• [Goal] Write each nonblank line of the data below as one string in a JSON list, in order. Leave out the blank lines.

• [Given information]
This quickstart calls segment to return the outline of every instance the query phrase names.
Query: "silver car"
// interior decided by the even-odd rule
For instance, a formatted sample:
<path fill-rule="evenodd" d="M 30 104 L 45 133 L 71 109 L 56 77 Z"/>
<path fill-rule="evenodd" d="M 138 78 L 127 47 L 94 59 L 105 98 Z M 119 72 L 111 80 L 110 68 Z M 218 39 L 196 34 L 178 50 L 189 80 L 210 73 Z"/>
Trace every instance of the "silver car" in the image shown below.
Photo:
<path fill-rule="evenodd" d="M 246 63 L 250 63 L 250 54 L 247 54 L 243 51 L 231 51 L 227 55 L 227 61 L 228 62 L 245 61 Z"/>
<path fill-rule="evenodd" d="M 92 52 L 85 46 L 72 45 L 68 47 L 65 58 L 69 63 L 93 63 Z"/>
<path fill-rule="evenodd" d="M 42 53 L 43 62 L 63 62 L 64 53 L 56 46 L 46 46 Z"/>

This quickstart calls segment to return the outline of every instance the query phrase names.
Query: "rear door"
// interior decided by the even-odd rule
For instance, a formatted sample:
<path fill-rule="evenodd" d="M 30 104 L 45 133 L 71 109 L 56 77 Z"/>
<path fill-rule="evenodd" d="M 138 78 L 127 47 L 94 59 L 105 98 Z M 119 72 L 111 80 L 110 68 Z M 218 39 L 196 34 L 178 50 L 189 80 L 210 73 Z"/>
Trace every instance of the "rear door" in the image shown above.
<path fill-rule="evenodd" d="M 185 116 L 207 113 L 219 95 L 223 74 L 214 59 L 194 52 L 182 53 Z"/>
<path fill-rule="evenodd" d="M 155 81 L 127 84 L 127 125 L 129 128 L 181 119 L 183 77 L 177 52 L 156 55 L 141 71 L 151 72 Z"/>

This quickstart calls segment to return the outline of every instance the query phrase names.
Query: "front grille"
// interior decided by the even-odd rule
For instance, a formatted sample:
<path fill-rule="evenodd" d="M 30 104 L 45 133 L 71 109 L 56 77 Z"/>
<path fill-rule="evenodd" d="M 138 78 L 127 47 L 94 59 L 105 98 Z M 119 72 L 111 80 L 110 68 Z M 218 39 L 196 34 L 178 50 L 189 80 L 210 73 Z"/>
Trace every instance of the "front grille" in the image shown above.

• [Finished exercise]
[
  "This quickstart calls segment to return the outline of every instance the query phrase names.",
  "Query: \"silver car\"",
  "// interior decided by the even-odd rule",
  "For instance, a formatted sample:",
  "<path fill-rule=\"evenodd\" d=\"M 30 104 L 45 133 L 71 109 L 56 77 Z\"/>",
  "<path fill-rule=\"evenodd\" d=\"M 138 78 L 127 47 L 94 59 L 105 98 Z M 119 72 L 111 80 L 110 68 Z M 218 39 L 196 34 L 178 50 L 189 80 L 210 73 Z\"/>",
  "Trace every instance of the \"silver car\" in the image shown below.",
  "Photo:",
  "<path fill-rule=\"evenodd\" d=\"M 246 63 L 250 63 L 250 54 L 247 54 L 243 51 L 231 51 L 227 55 L 227 61 L 228 62 L 245 61 Z\"/>",
  "<path fill-rule=\"evenodd\" d=\"M 92 52 L 85 46 L 72 45 L 68 47 L 65 58 L 69 63 L 93 63 Z\"/>",
  "<path fill-rule=\"evenodd\" d=\"M 42 53 L 43 62 L 63 62 L 64 53 L 56 46 L 46 46 Z\"/>",
  "This quickstart calls segment to return the outline of every instance the query phrase names.",
  "Query: \"rear door\"",
  "// interior decided by the even-odd rule",
  "For instance, a formatted sample:",
  "<path fill-rule=\"evenodd\" d=\"M 30 104 L 45 133 L 71 109 L 56 77 Z\"/>",
  "<path fill-rule=\"evenodd\" d=\"M 138 78 L 127 47 L 94 59 L 105 98 Z M 119 72 L 111 80 L 110 68 Z M 218 39 L 196 34 L 178 50 L 189 80 L 210 73 Z\"/>",
  "Trace every instance of the \"rear door\" in the image shown above.",
  "<path fill-rule=\"evenodd\" d=\"M 185 116 L 207 113 L 219 95 L 223 74 L 214 59 L 194 52 L 182 53 Z\"/>",
  "<path fill-rule=\"evenodd\" d=\"M 155 81 L 127 84 L 127 125 L 129 128 L 181 119 L 183 77 L 177 52 L 156 55 L 141 71 L 151 72 Z\"/>",
  "This quickstart calls segment to return the outline of every instance the query phrase names.",
  "Query: \"front grille\"",
  "// interior decided by the even-odd rule",
  "For instance, a formatted sample:",
  "<path fill-rule=\"evenodd\" d=\"M 30 104 L 45 133 L 71 109 L 56 77 Z\"/>",
  "<path fill-rule=\"evenodd\" d=\"M 138 78 L 127 47 L 94 59 L 105 98 Z M 119 72 L 111 80 L 110 68 Z M 218 39 L 196 34 L 178 50 L 189 80 L 210 73 Z\"/>",
  "Trace every instance of the \"front grille\" in the image shown above."
]